§ WRITTEN PROBLEM: Select each line in the items below that contains the word "standing", and treat the match as case-sensitive.

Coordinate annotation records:
··········
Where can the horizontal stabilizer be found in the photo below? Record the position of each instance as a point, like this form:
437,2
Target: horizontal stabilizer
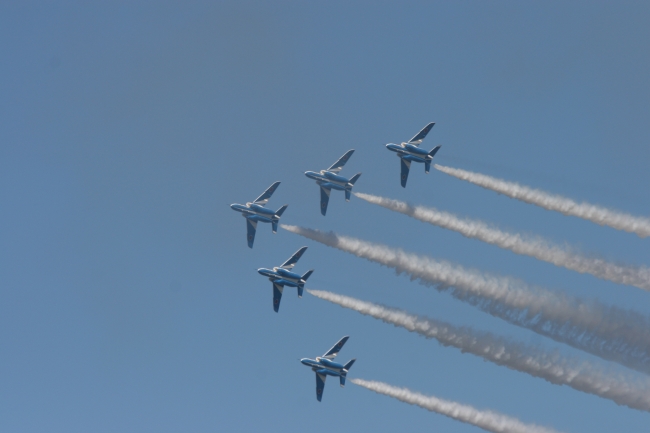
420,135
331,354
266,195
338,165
··········
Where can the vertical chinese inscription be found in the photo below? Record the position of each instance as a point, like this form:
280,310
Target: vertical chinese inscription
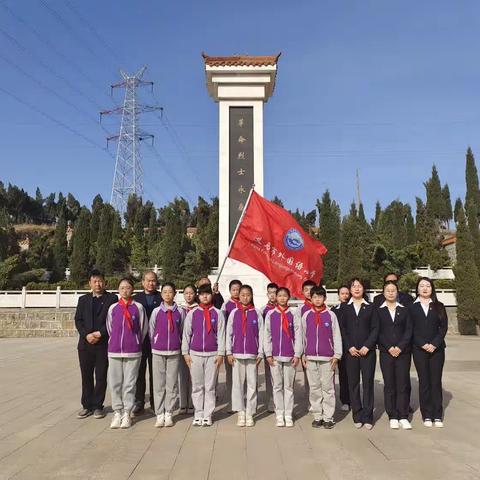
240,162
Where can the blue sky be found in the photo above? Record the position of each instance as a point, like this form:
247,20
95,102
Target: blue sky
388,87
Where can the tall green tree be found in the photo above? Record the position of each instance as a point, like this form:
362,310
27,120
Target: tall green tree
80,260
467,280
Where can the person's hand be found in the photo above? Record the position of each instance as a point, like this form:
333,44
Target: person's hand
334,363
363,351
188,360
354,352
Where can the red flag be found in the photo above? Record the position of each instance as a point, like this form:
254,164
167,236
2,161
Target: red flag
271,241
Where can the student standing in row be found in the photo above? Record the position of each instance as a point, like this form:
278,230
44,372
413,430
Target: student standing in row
··········
§ RESULT OF THIS TASK:
Where can the student standing in row be found in the photo above? Record the position of each instance as a point, like this form:
Target: student standing in row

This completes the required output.